### STATED EXERCISE 1
In the post about hiring help for projects, how many words a minute did the typist say he could type?
### STATED EXERCISE 2
Count the lines in the rows that contain the string "pipe", matching case exactly, and reply with only that number.

So first I tried my newspaper clippings project. Woman did 9 hours before she said she had to stop as her husband was being transferred. (Military). So I came and picked up the material I'd given her - several boxes, etc, with instructions to separate out pages that had articles on both sides (since she didn't have a copier). Well, she'd filed things in appropriate files as I'd asked her, but she hadn't separated out the pages. And, from my experience doing the same work, there wasn't 9 hours of work there. 5 hours, maybe. *Maybe*

I didn't say anything, I just paid her for 9 hours and took the stuff away. Then I re-did the ad and lowered the pay rate, and got someone else who is going to start after the new year. I'll institute a few more controls - telling her exactly how many pieces of paper I expect to be done in an hour, etc., so she knows what to shoot for.

Then, there was the illustration fiasco, which I believe I talked about here. I do have someone lined up but since I'm about to have to overpay on yet another project I'm not sure if I'm going to go through with this one.

I've got a notebook full of shipwreck articles. Each one about 500 words long, if that. I wanted them typed into a word processing file. From there I'd take the information cotained within, massage the data (since to upload articles "as is" would be to violate their copyright) and then upload them onto the web.

I counted out those articles, and there were 60 of them. The guy who I chose for the job said he could type 70 words a minute. As I handed over the stuff, I said, "It shouldn't take you more than three hours." And I agreed to pay $8 an hour.

So, two days later he calls me and asks me if I want him to continue with the job, as he's worked for *10* hours and is only half way through. There's 116 articles there, he says.

And I was just flabbergasted. I wouldn't have minded so much paying this guy $80 for the project if he'd actually finished it, but to tell me he's worked for 10 hours and isn't even halfway through - that is just plumb ridiculous.

Obviously, he should have stopped work at 3 hours, seen how much longer it was going to take him, and called me then, not done 7 extra hours and *then* called me.

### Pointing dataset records
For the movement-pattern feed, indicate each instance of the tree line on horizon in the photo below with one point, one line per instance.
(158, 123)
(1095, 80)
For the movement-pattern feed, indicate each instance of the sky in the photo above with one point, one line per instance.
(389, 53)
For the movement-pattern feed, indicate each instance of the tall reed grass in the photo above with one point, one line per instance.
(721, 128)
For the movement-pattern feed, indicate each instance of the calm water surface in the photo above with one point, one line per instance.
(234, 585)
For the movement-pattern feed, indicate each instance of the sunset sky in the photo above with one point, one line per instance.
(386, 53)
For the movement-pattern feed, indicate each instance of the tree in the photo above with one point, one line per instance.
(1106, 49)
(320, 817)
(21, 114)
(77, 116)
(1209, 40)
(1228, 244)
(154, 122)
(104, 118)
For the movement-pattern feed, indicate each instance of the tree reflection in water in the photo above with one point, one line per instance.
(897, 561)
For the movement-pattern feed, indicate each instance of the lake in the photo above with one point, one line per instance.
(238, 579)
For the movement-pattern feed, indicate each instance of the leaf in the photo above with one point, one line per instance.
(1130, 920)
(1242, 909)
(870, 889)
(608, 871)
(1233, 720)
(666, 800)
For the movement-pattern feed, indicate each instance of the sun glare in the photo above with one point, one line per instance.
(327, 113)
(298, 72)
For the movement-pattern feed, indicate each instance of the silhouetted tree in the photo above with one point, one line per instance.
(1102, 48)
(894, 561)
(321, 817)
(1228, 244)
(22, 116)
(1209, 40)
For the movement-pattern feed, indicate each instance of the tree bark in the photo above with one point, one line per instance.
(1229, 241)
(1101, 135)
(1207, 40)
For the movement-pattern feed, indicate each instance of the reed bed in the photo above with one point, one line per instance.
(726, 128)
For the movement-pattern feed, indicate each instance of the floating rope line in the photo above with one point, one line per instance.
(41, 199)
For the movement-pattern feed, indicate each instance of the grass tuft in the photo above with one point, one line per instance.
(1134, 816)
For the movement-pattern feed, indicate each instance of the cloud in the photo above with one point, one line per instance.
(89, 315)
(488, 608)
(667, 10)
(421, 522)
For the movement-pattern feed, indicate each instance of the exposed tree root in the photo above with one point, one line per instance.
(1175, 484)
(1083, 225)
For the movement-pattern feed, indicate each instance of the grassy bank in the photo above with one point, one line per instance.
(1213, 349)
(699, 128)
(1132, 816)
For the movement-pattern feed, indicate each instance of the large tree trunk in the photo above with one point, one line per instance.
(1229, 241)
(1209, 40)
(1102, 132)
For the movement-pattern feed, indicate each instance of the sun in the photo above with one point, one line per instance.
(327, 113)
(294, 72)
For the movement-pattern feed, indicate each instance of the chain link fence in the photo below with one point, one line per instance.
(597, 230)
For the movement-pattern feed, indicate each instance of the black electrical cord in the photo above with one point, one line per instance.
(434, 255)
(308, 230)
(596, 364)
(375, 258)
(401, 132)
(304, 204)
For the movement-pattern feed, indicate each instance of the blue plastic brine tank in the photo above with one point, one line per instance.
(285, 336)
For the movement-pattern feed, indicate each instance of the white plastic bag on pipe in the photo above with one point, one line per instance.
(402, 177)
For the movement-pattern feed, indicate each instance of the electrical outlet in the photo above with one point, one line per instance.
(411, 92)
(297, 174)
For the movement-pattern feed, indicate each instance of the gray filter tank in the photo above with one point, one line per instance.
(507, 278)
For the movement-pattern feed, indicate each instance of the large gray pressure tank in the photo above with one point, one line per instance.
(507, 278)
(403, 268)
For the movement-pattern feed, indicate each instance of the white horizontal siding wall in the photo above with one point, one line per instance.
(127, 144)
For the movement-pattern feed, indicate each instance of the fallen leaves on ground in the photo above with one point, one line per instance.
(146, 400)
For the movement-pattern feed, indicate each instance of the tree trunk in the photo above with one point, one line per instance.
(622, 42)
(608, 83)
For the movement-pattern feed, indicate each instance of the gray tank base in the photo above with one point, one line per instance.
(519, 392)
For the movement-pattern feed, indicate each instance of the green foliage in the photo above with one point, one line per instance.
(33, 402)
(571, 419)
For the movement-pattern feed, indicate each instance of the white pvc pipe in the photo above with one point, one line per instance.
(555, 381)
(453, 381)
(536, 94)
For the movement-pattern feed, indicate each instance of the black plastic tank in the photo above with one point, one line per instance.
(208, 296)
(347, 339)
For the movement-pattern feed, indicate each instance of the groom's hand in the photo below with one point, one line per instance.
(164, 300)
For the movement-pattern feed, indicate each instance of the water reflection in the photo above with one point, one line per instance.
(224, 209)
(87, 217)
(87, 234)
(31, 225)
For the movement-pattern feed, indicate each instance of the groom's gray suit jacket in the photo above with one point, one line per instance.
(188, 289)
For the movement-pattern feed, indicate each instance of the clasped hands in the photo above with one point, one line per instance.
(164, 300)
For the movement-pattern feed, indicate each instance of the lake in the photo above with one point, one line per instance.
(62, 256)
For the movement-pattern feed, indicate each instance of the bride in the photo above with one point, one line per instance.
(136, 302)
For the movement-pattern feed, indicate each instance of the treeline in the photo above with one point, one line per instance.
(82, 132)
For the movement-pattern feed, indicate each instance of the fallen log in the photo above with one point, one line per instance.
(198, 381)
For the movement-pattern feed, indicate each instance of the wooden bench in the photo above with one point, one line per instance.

### CORRECT RESPONSE 1
70 words a minute.

### CORRECT RESPONSE 2
2